What the task asks: With every mark kept, transcribe all of the records.

:: Information shown

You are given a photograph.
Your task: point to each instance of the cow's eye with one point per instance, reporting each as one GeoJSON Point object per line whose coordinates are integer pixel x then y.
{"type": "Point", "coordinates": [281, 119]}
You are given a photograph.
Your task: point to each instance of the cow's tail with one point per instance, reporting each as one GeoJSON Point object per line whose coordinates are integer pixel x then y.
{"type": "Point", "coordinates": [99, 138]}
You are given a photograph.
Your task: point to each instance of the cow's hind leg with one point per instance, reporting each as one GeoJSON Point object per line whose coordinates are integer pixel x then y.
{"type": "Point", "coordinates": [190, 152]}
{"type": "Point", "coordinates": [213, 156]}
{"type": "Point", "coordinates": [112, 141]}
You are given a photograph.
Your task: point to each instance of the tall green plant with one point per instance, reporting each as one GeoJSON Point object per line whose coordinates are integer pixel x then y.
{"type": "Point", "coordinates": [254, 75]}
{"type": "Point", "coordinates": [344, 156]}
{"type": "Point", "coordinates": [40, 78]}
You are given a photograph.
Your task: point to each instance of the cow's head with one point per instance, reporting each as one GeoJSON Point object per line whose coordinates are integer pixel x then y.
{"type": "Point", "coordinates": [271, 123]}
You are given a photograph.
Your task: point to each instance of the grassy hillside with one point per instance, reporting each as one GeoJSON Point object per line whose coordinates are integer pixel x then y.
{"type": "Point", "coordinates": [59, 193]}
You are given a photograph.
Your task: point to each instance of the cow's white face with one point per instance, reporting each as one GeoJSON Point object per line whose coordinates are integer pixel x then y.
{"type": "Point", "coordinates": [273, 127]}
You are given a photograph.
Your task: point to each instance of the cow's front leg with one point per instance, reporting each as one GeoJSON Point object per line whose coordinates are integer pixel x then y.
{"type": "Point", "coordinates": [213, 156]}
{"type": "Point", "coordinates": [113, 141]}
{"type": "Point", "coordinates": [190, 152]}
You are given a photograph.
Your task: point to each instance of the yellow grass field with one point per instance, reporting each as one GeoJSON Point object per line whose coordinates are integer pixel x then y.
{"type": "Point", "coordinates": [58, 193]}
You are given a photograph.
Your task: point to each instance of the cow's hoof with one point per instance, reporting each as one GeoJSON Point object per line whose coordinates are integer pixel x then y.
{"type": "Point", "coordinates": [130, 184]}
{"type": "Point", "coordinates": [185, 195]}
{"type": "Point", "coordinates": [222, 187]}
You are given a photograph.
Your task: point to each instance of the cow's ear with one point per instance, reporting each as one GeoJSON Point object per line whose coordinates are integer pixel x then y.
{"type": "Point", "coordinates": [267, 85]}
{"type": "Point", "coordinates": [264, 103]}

::::

Response below:
You are given a photograph.
Your task: point to each instance of the cow's eye with one point per instance, reporting each as one GeoJSON Point object per line whose coordinates are integer pixel x then y.
{"type": "Point", "coordinates": [281, 119]}
You are given a photograph.
Your task: point to each instance of the cow's tail with one point per instance, reporting each as one GeoJSON Point object per line whose coordinates are integer pixel x then y.
{"type": "Point", "coordinates": [99, 138]}
You are given a photograph.
Your task: point to each instance of the cow's hind leg with one point per instance, reporting each as one GeoJSON Point object per line whose coordinates are integer pixel x then y.
{"type": "Point", "coordinates": [190, 152]}
{"type": "Point", "coordinates": [213, 156]}
{"type": "Point", "coordinates": [112, 141]}
You are given a photograph.
Your task: point to each instance of the tall green plant with one point per instance, reporting each as one GeoJSON Point object per line whose coordinates are integer pixel x then y.
{"type": "Point", "coordinates": [254, 75]}
{"type": "Point", "coordinates": [344, 156]}
{"type": "Point", "coordinates": [40, 78]}
You are given a photograph.
Your task: point to each instance of the cow's head with one point per instance, reporting each as one GeoJSON Point object per line whose coordinates are integer pixel x then y.
{"type": "Point", "coordinates": [271, 123]}
You are given a photograph.
Your task: point to each instance of the grassy hillside with one point per instance, reporting each as one GeoJSON Point object per line whose coordinates are integer pixel x then y.
{"type": "Point", "coordinates": [59, 193]}
You are given a photograph.
Your task: point to each instance of the cow's white face with one point per instance, reporting each as one GeoJSON Point object per line whose coordinates are integer pixel x then y.
{"type": "Point", "coordinates": [273, 127]}
You are given a photograph.
Your task: point to each instance of the cow's front leg with one point per instance, reporting each as one GeoJSON Point object per line whose coordinates are integer pixel x then y.
{"type": "Point", "coordinates": [213, 156]}
{"type": "Point", "coordinates": [113, 141]}
{"type": "Point", "coordinates": [190, 152]}
You are given a photograph.
Your task: point to each instance of the yellow grass field with one point per instance, reporting each as one GeoJSON Point object per line whose coordinates are integer pixel x then y.
{"type": "Point", "coordinates": [58, 193]}
You are given a photograph.
Your task: point to each instance of the cow's hoof with one point per instance, reporting each as one GeoJSON Point object per line whose coordinates are integer pixel x then y.
{"type": "Point", "coordinates": [130, 184]}
{"type": "Point", "coordinates": [185, 195]}
{"type": "Point", "coordinates": [222, 187]}
You are given a photograph.
Your task: point to each instance of the cow's ear with one point per instance, reporting each as one GeoJSON Point object per line whose coordinates are integer pixel x then y.
{"type": "Point", "coordinates": [267, 85]}
{"type": "Point", "coordinates": [264, 103]}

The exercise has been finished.